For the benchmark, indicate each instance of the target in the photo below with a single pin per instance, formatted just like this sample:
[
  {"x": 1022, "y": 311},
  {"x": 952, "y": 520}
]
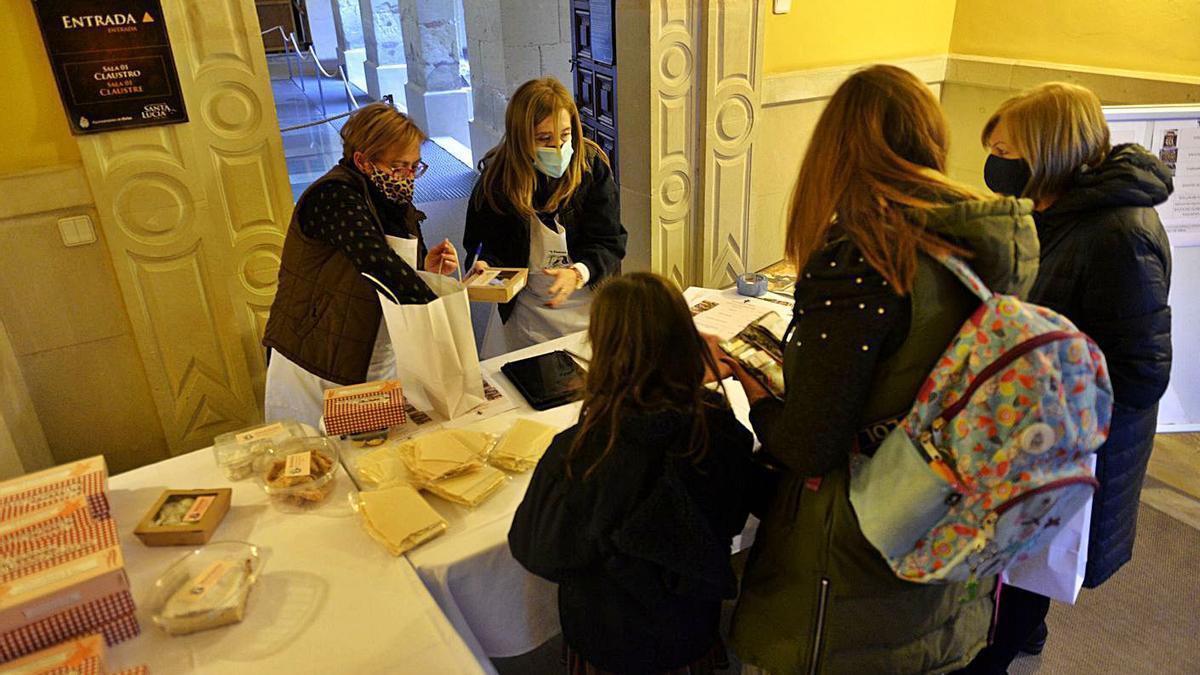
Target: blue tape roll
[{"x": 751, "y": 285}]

##########

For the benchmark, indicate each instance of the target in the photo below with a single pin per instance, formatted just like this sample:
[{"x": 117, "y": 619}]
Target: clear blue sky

##########

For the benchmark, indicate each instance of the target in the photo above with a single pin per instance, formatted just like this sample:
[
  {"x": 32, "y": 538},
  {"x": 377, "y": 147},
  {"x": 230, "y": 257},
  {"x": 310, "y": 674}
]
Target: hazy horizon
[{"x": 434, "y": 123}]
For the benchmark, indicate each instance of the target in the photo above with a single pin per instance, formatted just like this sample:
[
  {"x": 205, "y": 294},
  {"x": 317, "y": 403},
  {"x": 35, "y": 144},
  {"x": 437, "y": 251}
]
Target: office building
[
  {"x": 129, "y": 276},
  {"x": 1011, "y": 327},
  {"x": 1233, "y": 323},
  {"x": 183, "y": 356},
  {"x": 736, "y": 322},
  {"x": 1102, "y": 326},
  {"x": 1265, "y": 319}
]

##########

Pick out each line in the items above that includes the word "blue", and copy those lines.

### FINISHED ANSWER
Target: blue tape roll
Target: clear blue sky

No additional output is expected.